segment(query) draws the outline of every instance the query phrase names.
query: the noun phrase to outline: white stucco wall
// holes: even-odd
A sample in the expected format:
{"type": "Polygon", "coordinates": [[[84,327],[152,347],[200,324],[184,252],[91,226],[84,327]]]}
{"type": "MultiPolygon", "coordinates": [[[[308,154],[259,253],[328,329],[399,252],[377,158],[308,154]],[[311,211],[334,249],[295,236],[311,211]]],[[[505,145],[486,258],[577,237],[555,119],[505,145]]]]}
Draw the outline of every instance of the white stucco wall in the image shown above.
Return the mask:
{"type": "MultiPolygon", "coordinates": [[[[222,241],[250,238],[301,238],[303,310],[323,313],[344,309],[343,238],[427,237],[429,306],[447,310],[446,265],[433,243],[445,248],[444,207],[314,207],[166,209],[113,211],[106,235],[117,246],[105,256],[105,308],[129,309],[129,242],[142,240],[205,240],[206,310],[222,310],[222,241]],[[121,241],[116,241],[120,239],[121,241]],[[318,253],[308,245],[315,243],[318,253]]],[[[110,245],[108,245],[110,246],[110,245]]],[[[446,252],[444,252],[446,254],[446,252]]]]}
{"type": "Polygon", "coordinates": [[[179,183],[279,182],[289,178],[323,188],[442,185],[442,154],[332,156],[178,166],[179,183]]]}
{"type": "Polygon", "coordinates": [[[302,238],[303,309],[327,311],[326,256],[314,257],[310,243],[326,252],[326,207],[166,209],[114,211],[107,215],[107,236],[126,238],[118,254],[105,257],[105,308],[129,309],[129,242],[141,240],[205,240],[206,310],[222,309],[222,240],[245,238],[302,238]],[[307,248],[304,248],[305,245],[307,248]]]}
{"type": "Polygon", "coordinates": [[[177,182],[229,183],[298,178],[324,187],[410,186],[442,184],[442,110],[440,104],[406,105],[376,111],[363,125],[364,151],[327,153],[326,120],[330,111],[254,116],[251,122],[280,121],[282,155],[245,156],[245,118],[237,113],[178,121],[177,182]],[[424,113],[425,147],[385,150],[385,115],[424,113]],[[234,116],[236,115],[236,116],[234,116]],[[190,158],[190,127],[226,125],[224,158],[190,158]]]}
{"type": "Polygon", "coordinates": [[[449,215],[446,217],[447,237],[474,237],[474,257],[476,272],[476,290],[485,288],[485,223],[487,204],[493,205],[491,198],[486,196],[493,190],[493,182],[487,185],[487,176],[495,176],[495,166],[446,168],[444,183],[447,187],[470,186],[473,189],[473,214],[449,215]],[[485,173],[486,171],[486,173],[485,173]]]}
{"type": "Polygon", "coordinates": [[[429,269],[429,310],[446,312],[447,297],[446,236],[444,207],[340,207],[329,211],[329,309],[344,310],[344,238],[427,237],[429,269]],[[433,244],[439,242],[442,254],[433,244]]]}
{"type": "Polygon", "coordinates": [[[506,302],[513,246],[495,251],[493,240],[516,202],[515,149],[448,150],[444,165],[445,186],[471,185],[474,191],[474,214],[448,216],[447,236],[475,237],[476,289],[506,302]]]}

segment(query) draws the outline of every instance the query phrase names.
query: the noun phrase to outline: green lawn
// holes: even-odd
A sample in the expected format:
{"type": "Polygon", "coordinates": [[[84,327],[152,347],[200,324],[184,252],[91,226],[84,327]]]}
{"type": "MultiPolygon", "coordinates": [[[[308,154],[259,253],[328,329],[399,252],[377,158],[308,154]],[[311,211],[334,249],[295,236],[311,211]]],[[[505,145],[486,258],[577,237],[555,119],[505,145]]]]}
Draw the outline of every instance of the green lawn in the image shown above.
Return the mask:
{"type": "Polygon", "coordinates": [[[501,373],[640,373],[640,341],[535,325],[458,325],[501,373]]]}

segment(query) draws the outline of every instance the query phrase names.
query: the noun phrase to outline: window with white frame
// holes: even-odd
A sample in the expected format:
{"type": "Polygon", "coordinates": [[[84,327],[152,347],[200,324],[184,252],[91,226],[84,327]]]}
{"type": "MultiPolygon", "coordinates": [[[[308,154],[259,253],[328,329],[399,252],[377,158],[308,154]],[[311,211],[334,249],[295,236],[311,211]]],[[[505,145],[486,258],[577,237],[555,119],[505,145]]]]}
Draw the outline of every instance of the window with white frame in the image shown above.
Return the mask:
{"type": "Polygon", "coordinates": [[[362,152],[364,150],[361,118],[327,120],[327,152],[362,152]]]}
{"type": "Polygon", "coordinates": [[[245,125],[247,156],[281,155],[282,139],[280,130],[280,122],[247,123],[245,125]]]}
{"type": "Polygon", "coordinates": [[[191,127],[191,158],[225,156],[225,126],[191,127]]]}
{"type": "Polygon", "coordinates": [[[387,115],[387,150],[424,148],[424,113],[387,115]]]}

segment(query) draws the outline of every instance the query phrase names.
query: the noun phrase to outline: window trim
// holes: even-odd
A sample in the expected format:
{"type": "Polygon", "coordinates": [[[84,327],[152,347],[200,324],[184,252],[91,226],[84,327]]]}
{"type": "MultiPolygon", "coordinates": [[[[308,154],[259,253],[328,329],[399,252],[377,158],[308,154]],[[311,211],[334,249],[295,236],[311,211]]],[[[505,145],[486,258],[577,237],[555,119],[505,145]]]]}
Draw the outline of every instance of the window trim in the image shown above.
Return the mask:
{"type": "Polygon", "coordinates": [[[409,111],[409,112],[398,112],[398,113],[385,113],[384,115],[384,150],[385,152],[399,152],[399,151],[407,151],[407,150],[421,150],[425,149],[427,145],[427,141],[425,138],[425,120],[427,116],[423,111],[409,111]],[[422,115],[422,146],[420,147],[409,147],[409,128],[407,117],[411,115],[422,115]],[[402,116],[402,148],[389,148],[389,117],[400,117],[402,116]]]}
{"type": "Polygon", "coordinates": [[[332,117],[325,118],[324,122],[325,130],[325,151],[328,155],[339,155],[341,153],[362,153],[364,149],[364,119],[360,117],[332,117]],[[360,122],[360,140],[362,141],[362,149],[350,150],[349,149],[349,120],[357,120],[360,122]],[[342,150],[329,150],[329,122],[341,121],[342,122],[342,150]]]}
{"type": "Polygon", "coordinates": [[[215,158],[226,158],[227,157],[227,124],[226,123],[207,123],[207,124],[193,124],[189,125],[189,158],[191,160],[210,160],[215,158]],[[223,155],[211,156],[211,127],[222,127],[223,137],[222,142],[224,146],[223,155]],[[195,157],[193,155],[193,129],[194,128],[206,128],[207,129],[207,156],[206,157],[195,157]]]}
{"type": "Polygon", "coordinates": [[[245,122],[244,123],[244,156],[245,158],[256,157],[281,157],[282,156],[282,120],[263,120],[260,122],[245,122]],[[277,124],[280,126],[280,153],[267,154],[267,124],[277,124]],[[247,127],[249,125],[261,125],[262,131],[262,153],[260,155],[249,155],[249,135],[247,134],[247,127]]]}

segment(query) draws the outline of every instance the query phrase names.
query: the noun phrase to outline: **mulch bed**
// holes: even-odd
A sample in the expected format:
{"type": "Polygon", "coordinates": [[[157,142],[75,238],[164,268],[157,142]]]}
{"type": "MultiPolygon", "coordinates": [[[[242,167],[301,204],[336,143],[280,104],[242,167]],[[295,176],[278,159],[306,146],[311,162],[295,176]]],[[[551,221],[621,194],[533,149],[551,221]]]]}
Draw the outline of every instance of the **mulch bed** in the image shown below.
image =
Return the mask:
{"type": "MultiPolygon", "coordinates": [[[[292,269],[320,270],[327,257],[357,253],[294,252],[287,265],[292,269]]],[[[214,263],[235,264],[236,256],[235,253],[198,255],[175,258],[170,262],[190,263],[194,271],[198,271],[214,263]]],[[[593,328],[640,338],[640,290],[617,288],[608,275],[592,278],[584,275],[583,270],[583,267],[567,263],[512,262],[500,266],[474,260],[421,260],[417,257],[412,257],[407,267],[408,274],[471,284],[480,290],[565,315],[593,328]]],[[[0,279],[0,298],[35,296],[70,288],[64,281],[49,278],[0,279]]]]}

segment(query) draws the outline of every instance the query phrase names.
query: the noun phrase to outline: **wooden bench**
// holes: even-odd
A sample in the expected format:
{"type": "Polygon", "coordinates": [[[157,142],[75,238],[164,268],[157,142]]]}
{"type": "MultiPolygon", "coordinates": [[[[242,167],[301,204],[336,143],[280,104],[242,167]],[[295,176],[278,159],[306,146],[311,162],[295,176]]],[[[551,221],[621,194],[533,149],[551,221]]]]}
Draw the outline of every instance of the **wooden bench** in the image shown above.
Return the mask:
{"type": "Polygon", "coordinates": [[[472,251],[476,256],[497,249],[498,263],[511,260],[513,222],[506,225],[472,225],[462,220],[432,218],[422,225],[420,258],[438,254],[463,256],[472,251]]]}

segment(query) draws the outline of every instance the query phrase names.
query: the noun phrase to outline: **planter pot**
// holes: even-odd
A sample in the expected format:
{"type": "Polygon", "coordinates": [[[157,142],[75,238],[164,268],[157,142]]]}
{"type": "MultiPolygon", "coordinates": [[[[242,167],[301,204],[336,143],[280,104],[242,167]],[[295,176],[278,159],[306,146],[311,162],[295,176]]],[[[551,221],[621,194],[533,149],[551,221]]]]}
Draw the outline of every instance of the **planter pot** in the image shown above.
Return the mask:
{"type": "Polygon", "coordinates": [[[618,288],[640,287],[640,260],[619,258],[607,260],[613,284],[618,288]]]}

**PROBLEM STATEMENT:** Look through the entries above and copy each line that has "wooden" in it.

**REPLY:**
query: the noun phrase to outline: **wooden bench**
Draw the outline of every instance of the **wooden bench** in the image shown above.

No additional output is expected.